■ **Bloc de texte**:
..............................

Le brennig est d'une utilité indéniable pour nos côtes trop facilement envahies d'algues vertes! Or, vous l'avez compris, comme le bigorneau ou l'ormeau, il fait des algues sa pitance, les vertes comme les brunes ou les rouges, il aime tout. C'est pour cette raison que les côtes rocheuses sont assez largement épargnées par ce fléau.
D'accord j'exagère, ce n'est pas dû qu'aux coquillages, mais surtout à la configuration des côtes : les algues vertes se développent surtout là où les effluents stagnent, c'est à dire dans les baies sableuses (Lannion, Morlaix, Douarnenez...), où se déversent les polluants transportés par les rivières (phosphore des engrais et surtout azote des élevages, plus marginalement, phosphates des détergents). Ces eaux ne sont que peu brassées, à la différence de celles des côtes rocheuses, très battues.
Terrine de brennigs à la laitue de mer
Les spécimen récoltés assez haut sur l'estran sont plutôt coriaces, d'où l'utilité de les hacher pour les rendre plus agréables à manger.
Ingrédients
- un bon demi seau de brennigs
- 300 g de lard de poitrine demi-sel
- 300 g de gorge de porc fraîche
- une crépine
- deux oeufs
- un oignon
- trois échalotes
- une poignée d'ulve (algue verte)

..............................

■ **Enregistrements**:

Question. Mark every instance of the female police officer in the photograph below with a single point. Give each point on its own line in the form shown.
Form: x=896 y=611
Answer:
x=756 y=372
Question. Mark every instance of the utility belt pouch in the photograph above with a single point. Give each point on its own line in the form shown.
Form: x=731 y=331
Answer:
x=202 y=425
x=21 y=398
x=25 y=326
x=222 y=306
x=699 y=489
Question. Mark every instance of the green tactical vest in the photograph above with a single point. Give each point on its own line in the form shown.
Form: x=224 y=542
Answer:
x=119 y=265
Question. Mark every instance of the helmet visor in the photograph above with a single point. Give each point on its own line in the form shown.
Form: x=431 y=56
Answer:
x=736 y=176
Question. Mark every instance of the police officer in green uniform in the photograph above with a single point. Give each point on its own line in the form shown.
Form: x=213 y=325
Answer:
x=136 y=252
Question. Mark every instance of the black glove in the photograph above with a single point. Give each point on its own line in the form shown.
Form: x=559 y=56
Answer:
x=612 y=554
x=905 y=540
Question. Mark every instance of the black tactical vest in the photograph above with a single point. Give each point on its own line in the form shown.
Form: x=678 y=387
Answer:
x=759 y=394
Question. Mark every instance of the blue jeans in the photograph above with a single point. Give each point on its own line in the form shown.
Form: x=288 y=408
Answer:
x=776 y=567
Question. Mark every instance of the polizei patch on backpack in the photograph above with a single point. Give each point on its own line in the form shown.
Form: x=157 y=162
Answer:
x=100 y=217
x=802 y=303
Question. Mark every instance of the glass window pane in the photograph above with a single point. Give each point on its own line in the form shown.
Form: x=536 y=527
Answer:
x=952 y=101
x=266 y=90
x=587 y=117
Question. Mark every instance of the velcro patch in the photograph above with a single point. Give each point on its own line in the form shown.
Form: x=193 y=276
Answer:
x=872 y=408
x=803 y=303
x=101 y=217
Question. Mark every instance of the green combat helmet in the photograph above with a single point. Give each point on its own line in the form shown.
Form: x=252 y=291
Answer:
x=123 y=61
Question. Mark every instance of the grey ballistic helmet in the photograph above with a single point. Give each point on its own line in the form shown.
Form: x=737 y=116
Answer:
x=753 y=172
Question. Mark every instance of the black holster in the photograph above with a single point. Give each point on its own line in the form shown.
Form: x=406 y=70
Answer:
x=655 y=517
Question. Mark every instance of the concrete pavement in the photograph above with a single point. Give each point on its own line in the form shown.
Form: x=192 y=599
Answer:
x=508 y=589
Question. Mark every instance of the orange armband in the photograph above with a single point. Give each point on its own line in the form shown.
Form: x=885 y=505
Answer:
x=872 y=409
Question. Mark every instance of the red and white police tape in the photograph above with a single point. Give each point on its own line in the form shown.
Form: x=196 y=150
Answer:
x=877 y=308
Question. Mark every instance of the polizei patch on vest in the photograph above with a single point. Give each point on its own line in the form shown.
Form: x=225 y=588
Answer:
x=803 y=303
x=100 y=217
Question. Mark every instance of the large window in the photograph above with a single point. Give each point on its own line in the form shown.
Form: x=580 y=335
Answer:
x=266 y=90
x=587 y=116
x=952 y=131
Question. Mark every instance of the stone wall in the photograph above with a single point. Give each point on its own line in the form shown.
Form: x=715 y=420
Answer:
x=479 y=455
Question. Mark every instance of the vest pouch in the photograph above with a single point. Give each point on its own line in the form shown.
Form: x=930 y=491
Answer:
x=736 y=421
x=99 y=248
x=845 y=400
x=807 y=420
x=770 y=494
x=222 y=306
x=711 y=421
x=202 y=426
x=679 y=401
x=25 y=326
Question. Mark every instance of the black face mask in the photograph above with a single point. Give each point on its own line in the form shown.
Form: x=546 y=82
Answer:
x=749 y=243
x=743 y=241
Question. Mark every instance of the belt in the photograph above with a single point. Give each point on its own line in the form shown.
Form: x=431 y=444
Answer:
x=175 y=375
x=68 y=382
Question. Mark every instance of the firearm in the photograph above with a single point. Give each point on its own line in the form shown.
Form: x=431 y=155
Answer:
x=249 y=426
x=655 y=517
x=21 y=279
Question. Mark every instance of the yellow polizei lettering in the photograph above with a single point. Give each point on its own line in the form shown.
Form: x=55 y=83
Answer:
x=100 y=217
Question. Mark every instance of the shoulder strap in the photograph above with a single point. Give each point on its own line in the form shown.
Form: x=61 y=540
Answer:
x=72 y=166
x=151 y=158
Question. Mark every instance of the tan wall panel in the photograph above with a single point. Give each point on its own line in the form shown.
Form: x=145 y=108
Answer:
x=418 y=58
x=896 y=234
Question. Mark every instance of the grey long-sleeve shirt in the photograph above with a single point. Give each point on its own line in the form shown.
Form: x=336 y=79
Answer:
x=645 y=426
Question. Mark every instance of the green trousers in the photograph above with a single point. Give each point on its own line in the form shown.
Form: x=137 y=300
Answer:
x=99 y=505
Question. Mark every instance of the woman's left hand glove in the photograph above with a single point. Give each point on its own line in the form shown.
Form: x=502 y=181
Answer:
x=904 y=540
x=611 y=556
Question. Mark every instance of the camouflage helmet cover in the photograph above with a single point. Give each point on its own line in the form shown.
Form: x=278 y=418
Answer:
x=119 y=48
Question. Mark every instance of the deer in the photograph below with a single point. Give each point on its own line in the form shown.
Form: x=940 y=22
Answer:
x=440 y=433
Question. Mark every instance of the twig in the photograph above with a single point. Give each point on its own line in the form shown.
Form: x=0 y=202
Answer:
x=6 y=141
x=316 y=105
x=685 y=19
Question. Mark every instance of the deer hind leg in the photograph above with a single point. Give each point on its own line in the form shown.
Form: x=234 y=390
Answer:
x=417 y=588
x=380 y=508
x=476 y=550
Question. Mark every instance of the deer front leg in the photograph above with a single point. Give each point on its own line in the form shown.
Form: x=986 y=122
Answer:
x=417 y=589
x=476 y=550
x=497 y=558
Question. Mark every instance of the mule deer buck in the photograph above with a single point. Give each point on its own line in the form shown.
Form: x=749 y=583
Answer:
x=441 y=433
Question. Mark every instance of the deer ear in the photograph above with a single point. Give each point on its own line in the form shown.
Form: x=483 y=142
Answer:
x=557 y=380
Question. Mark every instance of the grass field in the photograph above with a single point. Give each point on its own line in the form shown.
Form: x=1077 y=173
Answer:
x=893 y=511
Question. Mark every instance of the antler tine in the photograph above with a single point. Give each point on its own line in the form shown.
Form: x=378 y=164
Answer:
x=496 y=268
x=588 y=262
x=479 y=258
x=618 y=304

..............................

■ **Consigne**: Recopiez fidèlement le passage du texte sur les brennigs, de « Le brennig est » jusqu'à « par ce fléau. ».

■ **Réponse rédigée**:
Le brennig est d'une utilité indéniable pour nos côtes trop facilement envahies d'algues vertes! Or, vous l'avez compris, comme le bigorneau ou l'ormeau, il fait des algues sa pitance, les vertes comme les brunes ou les rouges, il aime tout. C'est pour cette raison que les côtes rocheuses sont assez largement épargnées par ce fléau.